### [DIRECTIONS]
Extract every line of the entries below that contains the string "negative". Case counts, so copy only lines where it appears in that same case.

(Entries taken from a collection)
━━━━━━━━━━━━━━━━
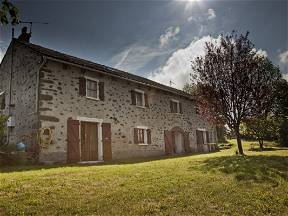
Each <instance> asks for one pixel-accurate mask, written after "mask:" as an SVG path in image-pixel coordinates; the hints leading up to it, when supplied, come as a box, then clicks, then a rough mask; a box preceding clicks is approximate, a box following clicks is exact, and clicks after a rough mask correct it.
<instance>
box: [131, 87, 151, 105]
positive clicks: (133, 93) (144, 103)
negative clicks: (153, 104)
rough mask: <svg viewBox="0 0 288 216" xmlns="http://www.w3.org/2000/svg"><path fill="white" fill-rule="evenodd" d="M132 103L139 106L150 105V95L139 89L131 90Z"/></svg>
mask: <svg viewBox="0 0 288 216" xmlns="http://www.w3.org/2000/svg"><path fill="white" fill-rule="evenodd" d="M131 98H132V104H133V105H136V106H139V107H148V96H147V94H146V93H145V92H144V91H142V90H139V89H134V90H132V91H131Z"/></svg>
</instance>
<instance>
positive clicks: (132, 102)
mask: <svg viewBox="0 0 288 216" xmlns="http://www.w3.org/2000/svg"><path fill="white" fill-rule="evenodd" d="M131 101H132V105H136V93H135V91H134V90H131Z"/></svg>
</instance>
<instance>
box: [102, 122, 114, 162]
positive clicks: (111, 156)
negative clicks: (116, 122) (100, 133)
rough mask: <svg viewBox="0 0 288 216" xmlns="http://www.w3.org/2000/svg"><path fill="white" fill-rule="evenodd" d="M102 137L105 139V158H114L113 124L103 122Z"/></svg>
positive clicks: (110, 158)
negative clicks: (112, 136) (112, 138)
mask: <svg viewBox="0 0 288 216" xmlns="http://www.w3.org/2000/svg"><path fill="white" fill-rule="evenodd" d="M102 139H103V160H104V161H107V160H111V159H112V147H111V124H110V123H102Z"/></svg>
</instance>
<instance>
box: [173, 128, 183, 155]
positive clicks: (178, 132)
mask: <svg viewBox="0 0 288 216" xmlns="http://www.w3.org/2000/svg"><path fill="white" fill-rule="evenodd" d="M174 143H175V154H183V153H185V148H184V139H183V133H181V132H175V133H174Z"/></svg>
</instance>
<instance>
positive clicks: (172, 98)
━━━━━━━━━━━━━━━━
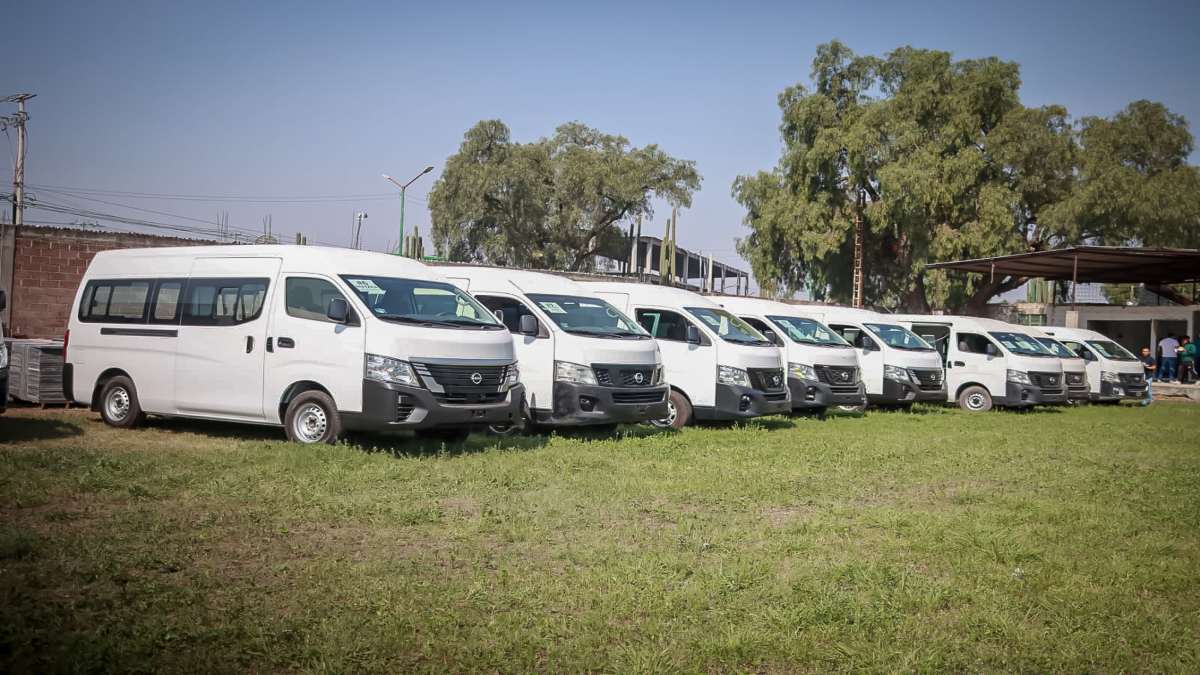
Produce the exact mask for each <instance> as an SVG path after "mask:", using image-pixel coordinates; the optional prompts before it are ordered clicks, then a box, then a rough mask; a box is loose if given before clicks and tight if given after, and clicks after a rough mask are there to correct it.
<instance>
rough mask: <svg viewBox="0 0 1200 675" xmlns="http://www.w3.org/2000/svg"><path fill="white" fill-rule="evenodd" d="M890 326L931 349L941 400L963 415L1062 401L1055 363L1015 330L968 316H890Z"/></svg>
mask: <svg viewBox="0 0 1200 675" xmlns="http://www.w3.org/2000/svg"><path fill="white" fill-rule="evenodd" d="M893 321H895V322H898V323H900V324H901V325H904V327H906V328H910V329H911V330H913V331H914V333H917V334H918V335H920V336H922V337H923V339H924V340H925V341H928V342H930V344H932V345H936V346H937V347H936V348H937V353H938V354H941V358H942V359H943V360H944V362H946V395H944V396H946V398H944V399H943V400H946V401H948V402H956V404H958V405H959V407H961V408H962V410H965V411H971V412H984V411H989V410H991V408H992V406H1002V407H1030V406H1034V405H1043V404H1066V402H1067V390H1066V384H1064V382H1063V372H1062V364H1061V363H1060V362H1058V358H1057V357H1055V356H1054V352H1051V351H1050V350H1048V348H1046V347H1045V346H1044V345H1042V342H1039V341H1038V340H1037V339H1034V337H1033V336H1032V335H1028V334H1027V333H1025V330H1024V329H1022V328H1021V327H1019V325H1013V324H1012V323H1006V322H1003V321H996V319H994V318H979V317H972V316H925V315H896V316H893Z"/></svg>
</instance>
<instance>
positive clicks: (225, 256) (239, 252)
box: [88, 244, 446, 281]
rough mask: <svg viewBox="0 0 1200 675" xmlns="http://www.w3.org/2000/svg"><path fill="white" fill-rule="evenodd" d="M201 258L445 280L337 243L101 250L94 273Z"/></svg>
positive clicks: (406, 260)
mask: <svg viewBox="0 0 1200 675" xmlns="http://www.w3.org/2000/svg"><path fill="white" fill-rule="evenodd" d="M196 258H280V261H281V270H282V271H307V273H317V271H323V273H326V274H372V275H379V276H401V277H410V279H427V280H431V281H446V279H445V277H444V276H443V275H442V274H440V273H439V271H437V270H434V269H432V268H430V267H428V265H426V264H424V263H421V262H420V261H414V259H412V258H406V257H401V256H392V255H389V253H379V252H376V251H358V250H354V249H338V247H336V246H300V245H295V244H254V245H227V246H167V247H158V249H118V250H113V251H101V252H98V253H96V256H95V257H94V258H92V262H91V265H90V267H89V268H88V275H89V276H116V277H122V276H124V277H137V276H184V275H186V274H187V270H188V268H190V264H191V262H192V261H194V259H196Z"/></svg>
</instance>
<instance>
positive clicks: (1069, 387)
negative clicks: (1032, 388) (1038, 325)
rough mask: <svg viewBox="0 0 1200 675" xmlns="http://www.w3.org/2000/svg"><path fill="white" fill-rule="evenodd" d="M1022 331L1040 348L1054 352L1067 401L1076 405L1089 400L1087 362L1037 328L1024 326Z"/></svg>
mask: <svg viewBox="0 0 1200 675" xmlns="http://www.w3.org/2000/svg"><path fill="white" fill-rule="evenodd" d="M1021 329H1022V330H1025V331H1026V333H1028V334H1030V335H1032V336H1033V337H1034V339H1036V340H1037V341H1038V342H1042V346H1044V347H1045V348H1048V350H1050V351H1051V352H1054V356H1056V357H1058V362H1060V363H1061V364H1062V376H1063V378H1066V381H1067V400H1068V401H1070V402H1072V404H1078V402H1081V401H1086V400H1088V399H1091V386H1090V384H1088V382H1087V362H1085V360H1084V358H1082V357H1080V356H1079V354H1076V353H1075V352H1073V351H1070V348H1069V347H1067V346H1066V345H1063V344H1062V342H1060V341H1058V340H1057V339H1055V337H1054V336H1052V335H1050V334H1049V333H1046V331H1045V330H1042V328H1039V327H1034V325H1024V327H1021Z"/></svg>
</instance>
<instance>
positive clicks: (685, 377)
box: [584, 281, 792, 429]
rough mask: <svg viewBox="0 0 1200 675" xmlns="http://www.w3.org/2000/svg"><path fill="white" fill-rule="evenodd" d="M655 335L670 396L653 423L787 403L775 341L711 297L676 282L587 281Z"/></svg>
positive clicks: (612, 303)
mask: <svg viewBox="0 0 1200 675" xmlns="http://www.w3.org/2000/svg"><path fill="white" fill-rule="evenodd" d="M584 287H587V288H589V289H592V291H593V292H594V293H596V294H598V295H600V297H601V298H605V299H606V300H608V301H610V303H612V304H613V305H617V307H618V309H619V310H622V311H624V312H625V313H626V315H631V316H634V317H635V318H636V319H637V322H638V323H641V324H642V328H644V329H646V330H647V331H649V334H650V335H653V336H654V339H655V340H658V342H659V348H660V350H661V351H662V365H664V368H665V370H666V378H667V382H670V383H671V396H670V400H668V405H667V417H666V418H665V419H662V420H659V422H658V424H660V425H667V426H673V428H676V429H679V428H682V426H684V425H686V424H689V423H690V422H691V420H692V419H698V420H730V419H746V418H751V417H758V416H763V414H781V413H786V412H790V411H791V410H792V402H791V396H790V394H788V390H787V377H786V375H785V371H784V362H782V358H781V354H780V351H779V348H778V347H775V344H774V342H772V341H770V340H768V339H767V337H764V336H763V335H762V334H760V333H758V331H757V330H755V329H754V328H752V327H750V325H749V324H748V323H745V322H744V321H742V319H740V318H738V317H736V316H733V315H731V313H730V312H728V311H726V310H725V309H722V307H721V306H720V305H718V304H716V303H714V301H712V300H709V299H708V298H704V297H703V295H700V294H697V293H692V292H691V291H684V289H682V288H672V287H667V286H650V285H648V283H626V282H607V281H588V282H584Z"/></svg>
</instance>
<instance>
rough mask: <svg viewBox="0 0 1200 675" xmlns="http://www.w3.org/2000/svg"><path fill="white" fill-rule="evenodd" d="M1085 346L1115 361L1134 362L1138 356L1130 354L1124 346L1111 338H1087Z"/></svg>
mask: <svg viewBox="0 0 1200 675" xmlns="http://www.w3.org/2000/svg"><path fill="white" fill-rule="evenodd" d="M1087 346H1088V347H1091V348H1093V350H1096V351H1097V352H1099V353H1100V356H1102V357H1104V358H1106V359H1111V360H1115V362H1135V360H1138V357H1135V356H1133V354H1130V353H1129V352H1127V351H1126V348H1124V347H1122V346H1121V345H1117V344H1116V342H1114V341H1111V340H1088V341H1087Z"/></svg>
━━━━━━━━━━━━━━━━
### [FINISHED EXERCISE]
negative clicks: (153, 104)
negative clicks: (116, 122) (100, 133)
negative clicks: (112, 136) (112, 138)
negative clicks: (1032, 388) (1038, 325)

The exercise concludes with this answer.